## Text:
▶

Want proof that the U.S. is now “a soccer nation” that truly treats the sport like the rest of the world does?
It’s the wholesale, unapologetic media homerism.
Forget the social media engagement, the packed stadiums (except for that first game) or the jingoistic “USA! USA!” watch parties. We’ve seen that before.
What’s new is how this World Cup feels like the culmination of a long-term shift in expectations of how teams, particularly national teams, should be covered. Open rooting for the home team used to be frowned on in the U.S.
Now it’s expected.
The big tell: manager Mauricio Pochettino’s comments after the U.S., playing a lineup comprised mostly of backups, lost a meaningless game to Turkey in the final group stage match. The press corps dutifully asked about the team’s failings in the late 3-2 loss—it was an official World Cup game, after all, despite the lack of stakes—and reporters were harshly rebuffed by the coach.

◀

## Stored rows:

▶

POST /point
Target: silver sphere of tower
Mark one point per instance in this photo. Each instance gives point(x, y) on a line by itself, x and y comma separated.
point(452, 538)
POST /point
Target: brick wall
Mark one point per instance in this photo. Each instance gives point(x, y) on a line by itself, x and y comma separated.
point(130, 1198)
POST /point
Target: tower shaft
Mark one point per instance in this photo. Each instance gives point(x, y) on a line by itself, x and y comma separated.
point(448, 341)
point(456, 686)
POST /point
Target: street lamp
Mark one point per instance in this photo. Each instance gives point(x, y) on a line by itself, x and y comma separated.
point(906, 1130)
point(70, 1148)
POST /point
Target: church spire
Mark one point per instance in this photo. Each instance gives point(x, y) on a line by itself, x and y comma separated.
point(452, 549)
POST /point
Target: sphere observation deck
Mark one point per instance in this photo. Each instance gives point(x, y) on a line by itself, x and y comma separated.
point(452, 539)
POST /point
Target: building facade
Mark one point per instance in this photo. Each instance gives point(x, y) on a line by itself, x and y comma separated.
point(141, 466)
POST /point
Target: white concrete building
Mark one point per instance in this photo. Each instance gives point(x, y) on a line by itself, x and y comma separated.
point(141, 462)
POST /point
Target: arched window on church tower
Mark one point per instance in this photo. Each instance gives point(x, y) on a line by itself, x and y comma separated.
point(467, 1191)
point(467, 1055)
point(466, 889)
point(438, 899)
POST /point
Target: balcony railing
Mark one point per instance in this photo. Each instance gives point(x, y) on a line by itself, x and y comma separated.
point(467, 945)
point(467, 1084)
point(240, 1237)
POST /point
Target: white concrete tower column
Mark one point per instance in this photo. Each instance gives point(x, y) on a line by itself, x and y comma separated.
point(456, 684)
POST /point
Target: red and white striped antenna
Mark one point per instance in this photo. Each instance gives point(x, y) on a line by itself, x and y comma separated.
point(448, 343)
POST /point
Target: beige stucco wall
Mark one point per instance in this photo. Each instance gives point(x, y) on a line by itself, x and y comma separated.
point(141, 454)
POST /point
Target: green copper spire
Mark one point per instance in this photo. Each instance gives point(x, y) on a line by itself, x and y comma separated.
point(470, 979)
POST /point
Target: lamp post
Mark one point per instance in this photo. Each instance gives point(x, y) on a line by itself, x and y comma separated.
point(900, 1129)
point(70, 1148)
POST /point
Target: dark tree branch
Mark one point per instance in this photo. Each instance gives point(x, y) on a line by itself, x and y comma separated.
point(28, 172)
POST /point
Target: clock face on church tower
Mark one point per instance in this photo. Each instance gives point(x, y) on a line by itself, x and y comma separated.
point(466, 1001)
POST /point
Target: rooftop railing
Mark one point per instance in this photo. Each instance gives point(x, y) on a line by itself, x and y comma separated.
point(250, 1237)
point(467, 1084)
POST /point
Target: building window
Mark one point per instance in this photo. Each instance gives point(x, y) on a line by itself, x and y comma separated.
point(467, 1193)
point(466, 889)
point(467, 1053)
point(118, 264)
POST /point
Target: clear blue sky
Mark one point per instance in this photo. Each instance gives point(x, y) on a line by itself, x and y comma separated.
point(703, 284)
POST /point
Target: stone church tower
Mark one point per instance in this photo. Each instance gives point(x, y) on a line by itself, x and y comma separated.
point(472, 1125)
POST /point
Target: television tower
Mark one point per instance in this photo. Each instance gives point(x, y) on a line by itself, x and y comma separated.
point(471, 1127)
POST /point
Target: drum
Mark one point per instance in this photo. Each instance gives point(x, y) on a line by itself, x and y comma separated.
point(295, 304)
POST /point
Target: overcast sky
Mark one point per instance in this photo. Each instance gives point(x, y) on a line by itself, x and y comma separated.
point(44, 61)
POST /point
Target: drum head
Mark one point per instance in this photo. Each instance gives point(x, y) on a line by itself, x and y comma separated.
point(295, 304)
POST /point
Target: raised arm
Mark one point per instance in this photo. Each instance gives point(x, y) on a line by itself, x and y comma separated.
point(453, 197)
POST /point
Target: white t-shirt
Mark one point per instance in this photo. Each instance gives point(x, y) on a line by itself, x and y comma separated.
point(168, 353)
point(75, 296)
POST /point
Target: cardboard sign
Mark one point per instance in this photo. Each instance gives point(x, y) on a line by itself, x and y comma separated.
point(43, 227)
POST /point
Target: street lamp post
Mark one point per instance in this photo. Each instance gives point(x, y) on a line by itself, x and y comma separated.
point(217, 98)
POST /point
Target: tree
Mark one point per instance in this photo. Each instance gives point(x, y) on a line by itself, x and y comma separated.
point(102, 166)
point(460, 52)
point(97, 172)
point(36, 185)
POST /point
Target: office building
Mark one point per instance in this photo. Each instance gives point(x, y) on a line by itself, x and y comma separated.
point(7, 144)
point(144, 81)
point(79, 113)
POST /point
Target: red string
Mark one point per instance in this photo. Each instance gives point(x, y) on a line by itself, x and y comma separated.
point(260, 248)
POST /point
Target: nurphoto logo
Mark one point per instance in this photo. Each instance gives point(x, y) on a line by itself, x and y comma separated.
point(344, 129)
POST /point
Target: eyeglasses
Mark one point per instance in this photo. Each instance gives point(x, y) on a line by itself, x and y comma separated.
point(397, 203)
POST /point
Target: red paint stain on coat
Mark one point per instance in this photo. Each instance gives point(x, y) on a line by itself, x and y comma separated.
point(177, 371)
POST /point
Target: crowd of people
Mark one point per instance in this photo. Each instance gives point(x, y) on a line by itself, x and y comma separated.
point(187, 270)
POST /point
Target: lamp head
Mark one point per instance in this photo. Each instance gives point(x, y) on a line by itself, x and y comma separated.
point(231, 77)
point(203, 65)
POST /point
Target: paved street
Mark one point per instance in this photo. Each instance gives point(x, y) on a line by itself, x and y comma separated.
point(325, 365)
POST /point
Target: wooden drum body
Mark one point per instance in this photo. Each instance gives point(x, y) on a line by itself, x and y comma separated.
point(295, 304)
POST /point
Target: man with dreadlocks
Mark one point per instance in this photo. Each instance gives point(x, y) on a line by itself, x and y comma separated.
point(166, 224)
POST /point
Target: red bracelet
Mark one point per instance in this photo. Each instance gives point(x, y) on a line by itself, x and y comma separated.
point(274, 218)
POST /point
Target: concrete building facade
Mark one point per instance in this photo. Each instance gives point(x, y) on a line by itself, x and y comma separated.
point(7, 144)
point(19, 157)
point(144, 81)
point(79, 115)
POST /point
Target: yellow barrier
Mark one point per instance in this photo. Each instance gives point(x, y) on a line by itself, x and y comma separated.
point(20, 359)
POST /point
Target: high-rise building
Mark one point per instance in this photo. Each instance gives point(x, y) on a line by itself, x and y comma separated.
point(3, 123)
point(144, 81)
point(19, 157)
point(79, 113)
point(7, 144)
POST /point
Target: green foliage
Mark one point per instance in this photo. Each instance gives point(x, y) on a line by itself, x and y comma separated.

◀

## Requirements:
1 > For each statement, say whether it agrees with the soccer coverage text, and give yes or no along with the deciding words from the text in quotation marks: (a) The U.S. lost to Turkey in the final group stage match. (b) Open rooting for the home team has always been accepted in the U.S. (c) The coach welcomed the reporters' questions after the loss.
2 > Echo everything in the soccer coverage text from "It’s the wholesale, unapologetic" down to "in the U.S.".
3 > Rewrite the paragraph of the soccer coverage text that begins "The big tell" in a shorter form, keeping its main facts.
The records have nothing to do with the soccer coverage text.

## Expected answers:
1 >
(a) Yes: "lost a meaningless game to Turkey in the final group stage match"
(b) No: "Open rooting for the home team used to be frowned on in the U.S."
(c) No: "reporters were harshly rebuffed by the coach"

2 >
It’s the wholesale, unapologetic media homerism.
Forget the social media engagement, the packed stadiums (except for that first game) or the jingoistic “USA! USA!” watch parties. We’ve seen that before.
What’s new is how this World Cup feels like the culmination of a long-term shift in expectations of how teams, particularly national teams, should be covered. Open rooting for the home team used to be frowned on in the U.S.

3 > The big tell was manager Mauricio Pochettino's response after a U.S. lineup of mostly backups lost 3-2 late to Turkey in a meaningless final group stage match. Reporters asked about the team's failings, since it was still an official World Cup game, and the coach harshly rebuffed them.